Exercise details: Please say who signed the NPYF letter, according to the news item below on the uranium exemption order.

Text section:

-*-

Shillong, Sep 18: The state ruling party’s youth wing, the National People’s Youth Front (NPYF) has come out strongly against the recent Union Environment and Forest Ministry’s office order which exempts uranium and other rare earth minerals from the purview of the Environment Impact Assessment (EIA).
The EIA is a process to hold public hearings and public consultations mandatory before mining. With the office order, it means that it will make uranium mining free of encumbrances without the atomic energy authorities having to run the gauntlet of people’s scrutiny as has been in the past.
In a memorandum the NPYF has urged Chief Minister Conrad K Sangma to intervene and to “impress upon the Government of India that policy changes of such significance be transparently deliberated in the Parliament and state legislatures in consultation with the stakeholders in the spirit of cooperative federalism”.
The letter was signed by NPYF president Wailadmiki Shylla and working President Bajop Pyngrope. Both are preparing to submit another memorandum to the Khasi Hills Autonomous District Council.

-*-

[Collected data entries]
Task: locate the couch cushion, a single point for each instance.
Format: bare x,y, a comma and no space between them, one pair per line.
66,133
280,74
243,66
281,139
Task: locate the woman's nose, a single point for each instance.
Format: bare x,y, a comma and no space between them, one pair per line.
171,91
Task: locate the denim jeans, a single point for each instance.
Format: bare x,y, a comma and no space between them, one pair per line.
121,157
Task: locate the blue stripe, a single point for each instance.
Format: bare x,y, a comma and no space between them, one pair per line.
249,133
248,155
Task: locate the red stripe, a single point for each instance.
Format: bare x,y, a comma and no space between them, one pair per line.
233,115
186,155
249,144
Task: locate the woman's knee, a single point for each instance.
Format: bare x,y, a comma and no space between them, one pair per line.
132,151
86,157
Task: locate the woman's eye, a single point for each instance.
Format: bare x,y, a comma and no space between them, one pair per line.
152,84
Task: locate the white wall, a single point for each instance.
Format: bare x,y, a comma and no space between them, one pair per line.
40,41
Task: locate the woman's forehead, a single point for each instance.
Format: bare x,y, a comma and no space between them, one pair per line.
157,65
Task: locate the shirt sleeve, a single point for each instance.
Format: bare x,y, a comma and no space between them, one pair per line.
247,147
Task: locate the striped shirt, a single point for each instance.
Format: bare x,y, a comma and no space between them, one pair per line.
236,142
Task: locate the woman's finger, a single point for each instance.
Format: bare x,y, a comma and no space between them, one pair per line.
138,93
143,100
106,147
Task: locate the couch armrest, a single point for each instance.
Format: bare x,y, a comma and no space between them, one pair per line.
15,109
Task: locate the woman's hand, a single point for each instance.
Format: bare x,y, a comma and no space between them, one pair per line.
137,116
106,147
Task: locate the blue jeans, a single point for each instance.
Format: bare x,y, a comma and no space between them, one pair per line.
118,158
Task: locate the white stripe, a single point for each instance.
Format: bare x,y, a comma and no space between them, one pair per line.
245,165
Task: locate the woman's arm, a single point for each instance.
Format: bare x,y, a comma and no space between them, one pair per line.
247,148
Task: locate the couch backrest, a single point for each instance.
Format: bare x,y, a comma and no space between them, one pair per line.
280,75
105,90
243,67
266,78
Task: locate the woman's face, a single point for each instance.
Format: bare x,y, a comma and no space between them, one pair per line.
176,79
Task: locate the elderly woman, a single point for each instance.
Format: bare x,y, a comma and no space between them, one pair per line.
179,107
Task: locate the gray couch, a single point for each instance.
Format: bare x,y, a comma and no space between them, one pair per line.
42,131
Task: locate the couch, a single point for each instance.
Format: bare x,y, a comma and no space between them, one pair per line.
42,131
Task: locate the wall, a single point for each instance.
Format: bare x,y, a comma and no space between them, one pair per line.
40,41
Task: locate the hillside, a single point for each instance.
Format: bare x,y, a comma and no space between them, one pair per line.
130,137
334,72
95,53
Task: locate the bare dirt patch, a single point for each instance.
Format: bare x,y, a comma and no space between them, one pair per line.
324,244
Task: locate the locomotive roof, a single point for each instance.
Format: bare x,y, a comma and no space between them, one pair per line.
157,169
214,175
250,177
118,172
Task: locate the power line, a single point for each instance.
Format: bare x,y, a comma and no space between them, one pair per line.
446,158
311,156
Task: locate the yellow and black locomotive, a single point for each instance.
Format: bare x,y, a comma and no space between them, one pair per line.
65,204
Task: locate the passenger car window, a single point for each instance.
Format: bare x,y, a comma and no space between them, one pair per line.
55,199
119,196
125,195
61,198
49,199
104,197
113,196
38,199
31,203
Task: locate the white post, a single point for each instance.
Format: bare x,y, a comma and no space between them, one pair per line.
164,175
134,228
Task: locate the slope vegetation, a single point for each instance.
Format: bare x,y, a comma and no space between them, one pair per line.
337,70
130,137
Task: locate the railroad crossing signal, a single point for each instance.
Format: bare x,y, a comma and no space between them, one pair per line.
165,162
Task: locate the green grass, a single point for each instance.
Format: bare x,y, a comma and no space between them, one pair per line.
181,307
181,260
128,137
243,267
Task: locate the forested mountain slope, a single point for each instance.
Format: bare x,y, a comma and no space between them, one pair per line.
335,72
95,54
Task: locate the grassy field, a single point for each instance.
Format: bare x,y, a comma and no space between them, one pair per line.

-*-

Result below: NPYF president Wailadmiki Shylla and working President Bajop Pyngrope signed it.